── EXTRAIT DU TEXTE

Lot n° 72

Pierre-Joseph PROUDHON. 1809-1865. Écrivain et théoricien politique. L.A.S., à son ami Alexandre MASSOL. Bruxelles, 9 décembre 1858. 3 pages in-8 sur papier fin, adresse (petit trou par bris de cachet sans atteinte au texte).

Estimation : 2 200 - 2 500 €* Mi
Description
Longue et intéressante lettre, aux accents misogynes, en réaction à la publication du premier ouvrage publié par Juliette La Messine [qui deviendra Juliette Adam lors d’un remariage en 1867], Idées antiproudhoniennes sur l’amour, la femme et le mariage. Ce pamphlet qui prône l’autonomie et l’égalité des sexes s’attire à son tour la critique de Proudhon qui dénie ici aux femmes écrivains le sens de la logique et du raisonnement et qui veut donc savoir qui est le véritable auteur de l’ouvrage, persuadé qu’il pourrait s’agir de Prosper ENFANTIN, aidé ou non par un de ses disciples comme Elisa LEMONNIER. Il s’en prend également à Jules MICHELET qui l’aurait pillé. …je serais heureux de pouvoir dire que c’est là le dernier mot de l’Ecole de Ménilmontant, ou si vous aimez mieux, de son chef. En même temps, j’ai lu le livre de Michelet, L’Amour, qui, sans me nommer une seule fois, s’est approprié bon nombre de mes pensées et de mes expressions, et a même écrit son livre en vue du mien : du moins, c’est ce qu’il me dit lui-même dans la lettre qui accompagnait le volume. Tout cela m’a réjoui le cœur, et je me suis applaudi une fois de plus, non du progrès de ma propagande, du moins de mes succès d’agitateur intellectuel. Ainsi la question est posée sur l’Amour, la Femme et le Mariage : et pour qu’elle fût nettement posée, il a fallu que je m’en mêlasse.

────
── LIGNES ENREGISTRÉES

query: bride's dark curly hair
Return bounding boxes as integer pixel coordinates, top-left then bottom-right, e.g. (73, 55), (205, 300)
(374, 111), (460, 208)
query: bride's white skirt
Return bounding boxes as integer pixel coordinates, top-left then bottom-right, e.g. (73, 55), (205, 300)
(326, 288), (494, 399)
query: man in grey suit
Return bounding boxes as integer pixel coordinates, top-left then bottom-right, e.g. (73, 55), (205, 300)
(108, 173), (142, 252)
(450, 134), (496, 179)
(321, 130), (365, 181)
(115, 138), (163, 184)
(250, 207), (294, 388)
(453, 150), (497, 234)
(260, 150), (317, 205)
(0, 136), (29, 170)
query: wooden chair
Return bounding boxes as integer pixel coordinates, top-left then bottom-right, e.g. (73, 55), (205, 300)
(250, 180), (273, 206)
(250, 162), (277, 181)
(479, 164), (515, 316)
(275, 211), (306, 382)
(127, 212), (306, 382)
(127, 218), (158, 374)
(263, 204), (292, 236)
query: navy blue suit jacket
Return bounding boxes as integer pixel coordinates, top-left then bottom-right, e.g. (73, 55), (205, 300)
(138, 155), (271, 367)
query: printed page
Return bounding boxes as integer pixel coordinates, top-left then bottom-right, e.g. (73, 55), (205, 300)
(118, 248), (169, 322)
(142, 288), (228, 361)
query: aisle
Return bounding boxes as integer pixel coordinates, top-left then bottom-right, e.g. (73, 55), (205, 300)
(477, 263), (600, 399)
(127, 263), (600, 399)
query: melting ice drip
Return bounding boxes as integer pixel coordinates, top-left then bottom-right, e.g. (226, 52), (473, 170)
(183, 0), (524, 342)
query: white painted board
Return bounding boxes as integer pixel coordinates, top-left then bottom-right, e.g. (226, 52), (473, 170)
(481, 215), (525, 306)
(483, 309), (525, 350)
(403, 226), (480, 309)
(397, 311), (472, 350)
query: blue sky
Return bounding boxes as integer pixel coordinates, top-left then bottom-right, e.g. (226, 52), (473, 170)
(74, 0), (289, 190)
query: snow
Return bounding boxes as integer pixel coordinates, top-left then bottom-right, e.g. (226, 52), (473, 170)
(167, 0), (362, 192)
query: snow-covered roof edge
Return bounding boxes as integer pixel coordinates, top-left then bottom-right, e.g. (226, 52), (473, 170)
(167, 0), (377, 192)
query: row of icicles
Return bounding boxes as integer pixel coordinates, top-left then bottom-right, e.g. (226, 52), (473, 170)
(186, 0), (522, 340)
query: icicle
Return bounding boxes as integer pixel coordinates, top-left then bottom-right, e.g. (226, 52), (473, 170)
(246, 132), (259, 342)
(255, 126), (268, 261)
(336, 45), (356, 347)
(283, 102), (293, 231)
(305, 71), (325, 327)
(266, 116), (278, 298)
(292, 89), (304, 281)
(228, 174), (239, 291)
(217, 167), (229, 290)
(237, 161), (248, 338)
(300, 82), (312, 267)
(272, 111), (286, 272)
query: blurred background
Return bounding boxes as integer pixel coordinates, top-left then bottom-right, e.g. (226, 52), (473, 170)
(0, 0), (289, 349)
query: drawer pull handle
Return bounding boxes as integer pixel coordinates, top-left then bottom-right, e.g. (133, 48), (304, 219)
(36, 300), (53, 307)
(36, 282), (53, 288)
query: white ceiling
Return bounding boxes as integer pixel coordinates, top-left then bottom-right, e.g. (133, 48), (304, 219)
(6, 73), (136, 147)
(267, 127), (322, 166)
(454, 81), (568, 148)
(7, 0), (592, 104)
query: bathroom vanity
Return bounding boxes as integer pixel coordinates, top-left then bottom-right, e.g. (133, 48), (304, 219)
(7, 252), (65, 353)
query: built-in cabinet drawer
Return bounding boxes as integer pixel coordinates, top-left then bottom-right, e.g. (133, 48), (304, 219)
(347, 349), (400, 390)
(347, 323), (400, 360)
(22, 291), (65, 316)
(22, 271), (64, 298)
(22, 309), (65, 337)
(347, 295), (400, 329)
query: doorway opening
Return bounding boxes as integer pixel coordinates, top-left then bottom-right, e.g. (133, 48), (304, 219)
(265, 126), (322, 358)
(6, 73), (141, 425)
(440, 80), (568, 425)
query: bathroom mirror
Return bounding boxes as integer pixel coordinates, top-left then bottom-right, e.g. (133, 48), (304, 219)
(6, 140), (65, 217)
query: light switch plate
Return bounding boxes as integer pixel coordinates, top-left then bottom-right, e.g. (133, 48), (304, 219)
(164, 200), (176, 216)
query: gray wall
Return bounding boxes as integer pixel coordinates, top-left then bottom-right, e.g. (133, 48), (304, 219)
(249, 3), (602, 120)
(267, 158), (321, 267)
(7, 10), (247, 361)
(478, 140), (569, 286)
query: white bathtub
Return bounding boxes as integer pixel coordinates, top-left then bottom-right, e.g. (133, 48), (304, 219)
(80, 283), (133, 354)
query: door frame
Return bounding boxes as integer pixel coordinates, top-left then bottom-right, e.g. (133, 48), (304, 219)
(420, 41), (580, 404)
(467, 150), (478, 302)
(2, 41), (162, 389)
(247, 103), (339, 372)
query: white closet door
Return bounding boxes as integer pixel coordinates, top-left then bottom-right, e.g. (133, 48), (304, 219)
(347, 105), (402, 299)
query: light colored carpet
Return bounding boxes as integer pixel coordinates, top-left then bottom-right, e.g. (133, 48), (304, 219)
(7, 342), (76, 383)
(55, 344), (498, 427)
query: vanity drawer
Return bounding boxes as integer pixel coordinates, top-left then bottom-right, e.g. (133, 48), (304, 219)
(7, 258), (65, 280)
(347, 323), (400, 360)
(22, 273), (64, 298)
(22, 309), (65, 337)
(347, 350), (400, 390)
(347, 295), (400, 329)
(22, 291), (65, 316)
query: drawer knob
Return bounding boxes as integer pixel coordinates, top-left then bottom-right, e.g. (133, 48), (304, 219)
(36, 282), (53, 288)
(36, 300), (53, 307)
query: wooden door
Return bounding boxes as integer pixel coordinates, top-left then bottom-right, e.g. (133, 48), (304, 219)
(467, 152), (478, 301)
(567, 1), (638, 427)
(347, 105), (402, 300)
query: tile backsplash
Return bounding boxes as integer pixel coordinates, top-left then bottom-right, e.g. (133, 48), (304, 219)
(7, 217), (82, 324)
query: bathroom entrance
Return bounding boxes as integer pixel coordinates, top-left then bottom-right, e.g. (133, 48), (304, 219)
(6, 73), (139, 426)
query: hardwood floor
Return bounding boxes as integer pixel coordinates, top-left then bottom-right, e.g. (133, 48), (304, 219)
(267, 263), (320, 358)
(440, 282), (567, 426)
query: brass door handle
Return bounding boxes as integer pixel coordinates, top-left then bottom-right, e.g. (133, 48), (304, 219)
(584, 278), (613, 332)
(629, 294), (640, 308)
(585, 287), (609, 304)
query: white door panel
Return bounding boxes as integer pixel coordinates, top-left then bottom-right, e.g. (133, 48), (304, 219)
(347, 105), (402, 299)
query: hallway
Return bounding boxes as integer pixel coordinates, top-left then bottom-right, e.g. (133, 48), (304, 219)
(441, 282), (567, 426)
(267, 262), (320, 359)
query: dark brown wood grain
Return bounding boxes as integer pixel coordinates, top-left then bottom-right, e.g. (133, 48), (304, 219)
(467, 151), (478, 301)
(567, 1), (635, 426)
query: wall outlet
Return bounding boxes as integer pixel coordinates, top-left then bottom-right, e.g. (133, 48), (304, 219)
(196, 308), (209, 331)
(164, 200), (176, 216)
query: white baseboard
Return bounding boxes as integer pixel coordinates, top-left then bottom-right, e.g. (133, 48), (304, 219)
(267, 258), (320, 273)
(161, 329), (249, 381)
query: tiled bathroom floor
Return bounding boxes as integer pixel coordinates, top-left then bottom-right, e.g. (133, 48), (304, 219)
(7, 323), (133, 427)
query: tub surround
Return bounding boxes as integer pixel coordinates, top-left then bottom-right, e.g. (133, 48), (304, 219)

────

Relevez, s'il vous plaît, tous les noms de famille que la notice du lot n° 72 écrit entièrement en majuscules.

PROUDHON, MASSOL, ENFANTIN, LEMONNIER, MICHELET